» Required task
Rewrite the data from its first line through the line containing "Segment each instance of the tree trunk." as a numbered list, leaving out any blank lines.

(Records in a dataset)

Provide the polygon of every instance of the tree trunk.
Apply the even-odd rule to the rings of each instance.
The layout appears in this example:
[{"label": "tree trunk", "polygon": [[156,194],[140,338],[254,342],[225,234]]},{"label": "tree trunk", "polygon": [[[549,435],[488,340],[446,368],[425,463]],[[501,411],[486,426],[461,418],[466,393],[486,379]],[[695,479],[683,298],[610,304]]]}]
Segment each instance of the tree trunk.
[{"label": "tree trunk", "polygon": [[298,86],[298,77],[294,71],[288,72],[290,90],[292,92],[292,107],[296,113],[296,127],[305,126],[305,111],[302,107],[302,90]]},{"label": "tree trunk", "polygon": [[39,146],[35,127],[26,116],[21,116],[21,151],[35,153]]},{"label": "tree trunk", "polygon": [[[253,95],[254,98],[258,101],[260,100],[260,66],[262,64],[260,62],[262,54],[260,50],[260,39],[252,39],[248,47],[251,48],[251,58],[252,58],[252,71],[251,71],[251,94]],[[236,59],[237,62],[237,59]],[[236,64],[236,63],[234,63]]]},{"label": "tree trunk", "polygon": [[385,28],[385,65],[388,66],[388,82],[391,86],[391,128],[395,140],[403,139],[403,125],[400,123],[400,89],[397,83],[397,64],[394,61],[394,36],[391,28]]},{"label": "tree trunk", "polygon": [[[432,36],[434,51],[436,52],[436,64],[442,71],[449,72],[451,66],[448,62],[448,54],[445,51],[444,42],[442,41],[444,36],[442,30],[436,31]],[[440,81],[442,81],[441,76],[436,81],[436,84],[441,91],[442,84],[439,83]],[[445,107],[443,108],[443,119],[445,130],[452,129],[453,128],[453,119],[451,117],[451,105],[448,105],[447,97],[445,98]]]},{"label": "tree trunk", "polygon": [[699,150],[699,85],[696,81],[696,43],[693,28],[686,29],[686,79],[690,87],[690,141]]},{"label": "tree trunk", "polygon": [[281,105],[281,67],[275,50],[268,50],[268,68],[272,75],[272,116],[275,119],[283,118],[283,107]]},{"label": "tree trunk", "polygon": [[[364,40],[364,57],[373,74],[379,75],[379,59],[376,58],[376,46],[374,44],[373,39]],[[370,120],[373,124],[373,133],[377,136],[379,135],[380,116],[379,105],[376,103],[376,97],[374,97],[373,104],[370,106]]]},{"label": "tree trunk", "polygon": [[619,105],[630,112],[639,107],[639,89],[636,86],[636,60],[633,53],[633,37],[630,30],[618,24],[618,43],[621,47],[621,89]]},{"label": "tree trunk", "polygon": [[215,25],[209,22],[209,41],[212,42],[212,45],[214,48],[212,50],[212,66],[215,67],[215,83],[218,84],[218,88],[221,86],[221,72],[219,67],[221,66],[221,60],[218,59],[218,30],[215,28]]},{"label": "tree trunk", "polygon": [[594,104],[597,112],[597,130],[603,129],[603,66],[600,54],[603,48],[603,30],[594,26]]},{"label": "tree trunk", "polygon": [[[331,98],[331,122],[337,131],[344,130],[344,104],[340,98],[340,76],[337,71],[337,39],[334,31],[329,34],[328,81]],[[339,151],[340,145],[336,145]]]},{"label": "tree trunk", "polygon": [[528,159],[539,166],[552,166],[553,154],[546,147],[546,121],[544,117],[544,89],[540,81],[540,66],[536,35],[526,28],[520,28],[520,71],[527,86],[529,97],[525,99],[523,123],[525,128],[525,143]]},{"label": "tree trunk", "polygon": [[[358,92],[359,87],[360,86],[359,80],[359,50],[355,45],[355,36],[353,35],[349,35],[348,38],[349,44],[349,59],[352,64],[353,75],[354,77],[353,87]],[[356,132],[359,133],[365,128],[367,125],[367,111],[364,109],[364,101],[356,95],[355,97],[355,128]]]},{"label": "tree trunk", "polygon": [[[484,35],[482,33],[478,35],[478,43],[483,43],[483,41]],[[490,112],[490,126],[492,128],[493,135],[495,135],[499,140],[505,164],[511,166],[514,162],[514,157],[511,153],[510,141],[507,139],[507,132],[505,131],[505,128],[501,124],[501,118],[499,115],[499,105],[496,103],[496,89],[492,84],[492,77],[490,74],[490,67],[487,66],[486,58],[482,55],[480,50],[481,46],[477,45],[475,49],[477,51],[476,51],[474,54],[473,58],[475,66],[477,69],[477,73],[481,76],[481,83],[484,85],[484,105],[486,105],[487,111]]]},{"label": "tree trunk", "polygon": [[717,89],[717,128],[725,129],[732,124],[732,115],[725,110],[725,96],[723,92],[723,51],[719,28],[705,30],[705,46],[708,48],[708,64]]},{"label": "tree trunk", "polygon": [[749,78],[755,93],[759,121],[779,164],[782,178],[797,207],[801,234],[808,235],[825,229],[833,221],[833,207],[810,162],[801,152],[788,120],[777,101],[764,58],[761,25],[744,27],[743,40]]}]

» The reply
1. Provide the polygon of every instance of the tree trunk.
2. Apply the even-odd rule to the rings of each instance.
3. The layout appears in this example:
4. [{"label": "tree trunk", "polygon": [[156,194],[140,338],[254,342],[225,234]]},{"label": "tree trunk", "polygon": [[[549,435],[488,340],[446,368],[425,463]],[[501,411],[486,426],[461,418],[466,393],[486,379]],[[695,479],[683,298],[610,304]]]}]
5. Segment each instance of the tree trunk.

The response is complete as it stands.